EXERCISE DETAILS -> Gather every line below that contains the word "rooftop", copying each one in full.

DATASET ENTRIES ->
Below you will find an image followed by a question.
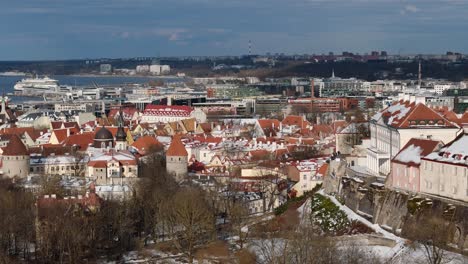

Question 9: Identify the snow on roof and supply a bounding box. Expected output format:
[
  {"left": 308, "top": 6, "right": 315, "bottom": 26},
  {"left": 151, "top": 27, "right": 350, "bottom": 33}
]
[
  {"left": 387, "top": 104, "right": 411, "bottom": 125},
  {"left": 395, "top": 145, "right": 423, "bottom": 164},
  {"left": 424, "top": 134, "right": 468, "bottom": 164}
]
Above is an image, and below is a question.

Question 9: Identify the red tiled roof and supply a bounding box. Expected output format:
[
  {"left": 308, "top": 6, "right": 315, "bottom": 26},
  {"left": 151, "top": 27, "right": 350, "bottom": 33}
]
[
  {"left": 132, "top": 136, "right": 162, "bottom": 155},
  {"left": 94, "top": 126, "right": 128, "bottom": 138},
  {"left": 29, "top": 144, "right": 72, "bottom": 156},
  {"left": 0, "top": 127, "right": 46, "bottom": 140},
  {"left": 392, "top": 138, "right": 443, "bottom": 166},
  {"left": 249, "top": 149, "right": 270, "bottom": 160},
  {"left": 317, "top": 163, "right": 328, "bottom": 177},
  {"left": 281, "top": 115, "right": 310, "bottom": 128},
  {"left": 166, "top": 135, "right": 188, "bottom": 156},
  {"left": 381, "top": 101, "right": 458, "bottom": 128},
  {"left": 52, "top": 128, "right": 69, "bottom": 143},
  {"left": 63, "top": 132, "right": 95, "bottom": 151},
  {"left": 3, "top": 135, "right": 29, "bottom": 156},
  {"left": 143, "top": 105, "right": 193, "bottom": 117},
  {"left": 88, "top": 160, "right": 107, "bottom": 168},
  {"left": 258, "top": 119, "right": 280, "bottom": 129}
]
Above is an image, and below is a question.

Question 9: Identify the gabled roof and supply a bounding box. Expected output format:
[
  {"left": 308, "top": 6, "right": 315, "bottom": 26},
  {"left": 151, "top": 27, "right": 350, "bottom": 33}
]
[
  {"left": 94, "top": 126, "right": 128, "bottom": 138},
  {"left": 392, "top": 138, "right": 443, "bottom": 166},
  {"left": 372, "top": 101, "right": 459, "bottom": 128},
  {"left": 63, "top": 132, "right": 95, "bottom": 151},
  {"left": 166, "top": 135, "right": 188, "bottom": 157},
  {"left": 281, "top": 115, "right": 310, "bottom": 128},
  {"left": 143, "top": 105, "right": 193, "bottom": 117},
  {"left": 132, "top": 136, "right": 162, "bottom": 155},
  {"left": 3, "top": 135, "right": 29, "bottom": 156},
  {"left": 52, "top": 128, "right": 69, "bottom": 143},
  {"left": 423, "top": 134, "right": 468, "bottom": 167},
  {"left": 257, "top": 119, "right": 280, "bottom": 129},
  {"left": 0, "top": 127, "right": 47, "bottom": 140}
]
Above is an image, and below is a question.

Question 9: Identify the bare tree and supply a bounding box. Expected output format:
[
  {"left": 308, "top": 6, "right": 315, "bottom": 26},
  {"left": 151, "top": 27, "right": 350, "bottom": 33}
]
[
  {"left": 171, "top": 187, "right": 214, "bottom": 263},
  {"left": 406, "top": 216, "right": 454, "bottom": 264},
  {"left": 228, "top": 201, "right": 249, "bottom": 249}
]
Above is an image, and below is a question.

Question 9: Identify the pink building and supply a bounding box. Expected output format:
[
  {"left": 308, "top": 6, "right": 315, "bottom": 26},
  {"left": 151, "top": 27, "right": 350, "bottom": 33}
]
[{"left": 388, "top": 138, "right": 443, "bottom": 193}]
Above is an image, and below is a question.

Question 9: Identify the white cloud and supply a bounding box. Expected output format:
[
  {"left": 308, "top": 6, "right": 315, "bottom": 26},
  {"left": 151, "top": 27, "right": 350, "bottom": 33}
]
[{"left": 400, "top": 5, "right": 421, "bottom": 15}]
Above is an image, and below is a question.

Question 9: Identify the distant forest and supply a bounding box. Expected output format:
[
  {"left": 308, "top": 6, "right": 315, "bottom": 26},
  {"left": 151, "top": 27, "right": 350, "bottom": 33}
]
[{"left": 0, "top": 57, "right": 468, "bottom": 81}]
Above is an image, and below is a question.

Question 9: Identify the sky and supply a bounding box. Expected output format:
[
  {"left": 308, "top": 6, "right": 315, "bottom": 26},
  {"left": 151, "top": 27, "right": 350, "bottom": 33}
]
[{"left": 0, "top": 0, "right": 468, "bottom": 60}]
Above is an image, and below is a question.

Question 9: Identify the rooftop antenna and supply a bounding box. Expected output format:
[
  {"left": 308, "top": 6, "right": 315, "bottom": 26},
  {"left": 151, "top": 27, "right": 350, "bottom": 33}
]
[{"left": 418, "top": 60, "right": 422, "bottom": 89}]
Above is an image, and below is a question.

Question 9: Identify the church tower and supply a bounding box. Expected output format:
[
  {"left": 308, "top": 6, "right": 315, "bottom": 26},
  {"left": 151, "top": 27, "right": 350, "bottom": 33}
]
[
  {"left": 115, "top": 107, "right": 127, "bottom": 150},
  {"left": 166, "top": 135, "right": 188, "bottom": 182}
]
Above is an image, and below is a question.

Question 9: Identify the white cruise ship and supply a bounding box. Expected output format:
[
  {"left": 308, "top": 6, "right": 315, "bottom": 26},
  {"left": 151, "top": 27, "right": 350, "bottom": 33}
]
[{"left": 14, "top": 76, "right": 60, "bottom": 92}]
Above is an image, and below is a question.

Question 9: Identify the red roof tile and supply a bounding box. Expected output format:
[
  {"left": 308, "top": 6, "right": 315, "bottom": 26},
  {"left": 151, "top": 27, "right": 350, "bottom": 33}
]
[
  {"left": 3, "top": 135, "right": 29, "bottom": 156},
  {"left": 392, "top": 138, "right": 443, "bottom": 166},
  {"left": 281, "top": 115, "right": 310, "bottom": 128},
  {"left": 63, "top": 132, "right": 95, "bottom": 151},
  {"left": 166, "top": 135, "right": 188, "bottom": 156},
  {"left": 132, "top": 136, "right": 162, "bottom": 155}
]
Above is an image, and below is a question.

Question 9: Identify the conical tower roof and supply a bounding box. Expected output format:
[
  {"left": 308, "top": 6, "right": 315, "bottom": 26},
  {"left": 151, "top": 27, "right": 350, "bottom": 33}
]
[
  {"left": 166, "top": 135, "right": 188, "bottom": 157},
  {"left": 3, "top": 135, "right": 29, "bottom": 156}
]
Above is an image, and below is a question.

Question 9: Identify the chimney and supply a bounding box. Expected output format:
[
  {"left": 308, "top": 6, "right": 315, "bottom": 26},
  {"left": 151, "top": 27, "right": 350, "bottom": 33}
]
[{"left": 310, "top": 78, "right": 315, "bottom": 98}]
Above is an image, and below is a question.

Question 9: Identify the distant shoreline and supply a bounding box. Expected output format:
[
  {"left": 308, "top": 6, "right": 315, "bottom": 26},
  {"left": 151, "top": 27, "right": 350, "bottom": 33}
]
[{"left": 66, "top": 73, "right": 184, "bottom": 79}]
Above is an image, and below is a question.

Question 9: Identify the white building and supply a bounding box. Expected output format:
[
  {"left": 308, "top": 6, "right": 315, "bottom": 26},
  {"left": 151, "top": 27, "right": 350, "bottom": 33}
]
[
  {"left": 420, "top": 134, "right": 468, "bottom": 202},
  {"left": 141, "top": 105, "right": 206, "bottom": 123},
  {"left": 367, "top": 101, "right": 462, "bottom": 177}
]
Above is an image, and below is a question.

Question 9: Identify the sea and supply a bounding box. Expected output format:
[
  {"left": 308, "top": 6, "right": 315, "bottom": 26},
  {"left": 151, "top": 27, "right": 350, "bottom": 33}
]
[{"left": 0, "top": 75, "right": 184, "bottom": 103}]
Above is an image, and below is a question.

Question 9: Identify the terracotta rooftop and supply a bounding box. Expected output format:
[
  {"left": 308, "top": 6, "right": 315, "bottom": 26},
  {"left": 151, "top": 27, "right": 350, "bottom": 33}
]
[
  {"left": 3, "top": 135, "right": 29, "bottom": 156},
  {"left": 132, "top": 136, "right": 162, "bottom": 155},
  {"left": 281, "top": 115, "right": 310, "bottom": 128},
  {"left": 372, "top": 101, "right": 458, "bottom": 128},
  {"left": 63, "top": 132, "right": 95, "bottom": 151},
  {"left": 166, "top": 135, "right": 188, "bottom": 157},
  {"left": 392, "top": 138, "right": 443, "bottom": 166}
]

==

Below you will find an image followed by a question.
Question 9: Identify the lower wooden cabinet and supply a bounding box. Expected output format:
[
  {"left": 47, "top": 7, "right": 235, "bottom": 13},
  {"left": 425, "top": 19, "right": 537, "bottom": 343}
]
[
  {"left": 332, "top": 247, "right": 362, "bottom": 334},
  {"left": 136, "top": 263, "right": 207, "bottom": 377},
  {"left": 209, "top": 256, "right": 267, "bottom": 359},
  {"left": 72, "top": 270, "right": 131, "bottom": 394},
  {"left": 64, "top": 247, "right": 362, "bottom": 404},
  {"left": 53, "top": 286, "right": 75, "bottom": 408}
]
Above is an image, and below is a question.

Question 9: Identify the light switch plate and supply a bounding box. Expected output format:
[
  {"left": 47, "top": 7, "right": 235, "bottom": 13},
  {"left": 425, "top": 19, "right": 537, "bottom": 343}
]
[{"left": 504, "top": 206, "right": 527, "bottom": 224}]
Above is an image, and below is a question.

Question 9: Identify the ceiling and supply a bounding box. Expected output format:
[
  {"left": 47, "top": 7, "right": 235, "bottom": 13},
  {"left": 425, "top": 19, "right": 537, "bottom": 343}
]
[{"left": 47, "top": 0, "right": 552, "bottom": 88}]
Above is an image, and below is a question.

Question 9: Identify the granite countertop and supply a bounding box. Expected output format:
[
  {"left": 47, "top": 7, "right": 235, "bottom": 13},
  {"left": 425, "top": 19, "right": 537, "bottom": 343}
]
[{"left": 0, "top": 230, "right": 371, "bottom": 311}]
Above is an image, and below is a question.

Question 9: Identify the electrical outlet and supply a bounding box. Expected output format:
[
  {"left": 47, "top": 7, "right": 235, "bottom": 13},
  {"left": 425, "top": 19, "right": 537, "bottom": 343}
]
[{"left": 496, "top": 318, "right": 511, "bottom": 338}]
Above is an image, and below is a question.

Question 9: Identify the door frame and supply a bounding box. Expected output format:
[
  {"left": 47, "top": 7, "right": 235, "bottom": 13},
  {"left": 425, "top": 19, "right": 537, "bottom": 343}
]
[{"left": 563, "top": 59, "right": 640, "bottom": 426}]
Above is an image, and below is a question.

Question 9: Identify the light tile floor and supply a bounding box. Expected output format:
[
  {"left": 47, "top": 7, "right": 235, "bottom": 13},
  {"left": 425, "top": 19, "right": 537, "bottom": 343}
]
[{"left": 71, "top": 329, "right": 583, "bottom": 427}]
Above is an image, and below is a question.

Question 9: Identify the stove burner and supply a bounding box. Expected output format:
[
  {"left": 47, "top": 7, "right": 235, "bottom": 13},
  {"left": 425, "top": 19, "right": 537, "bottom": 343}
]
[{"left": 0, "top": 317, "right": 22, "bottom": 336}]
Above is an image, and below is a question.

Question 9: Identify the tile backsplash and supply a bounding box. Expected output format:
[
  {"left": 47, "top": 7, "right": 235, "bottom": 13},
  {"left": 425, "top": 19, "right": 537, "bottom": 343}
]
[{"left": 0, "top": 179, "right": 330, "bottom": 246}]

TASK SOLUTION ->
Question 9: Identify the rooftop antenna and supply a bounding box. Expected output format:
Question 9: Identify the terracotta rooftop and supply a bounding box. Expected output format:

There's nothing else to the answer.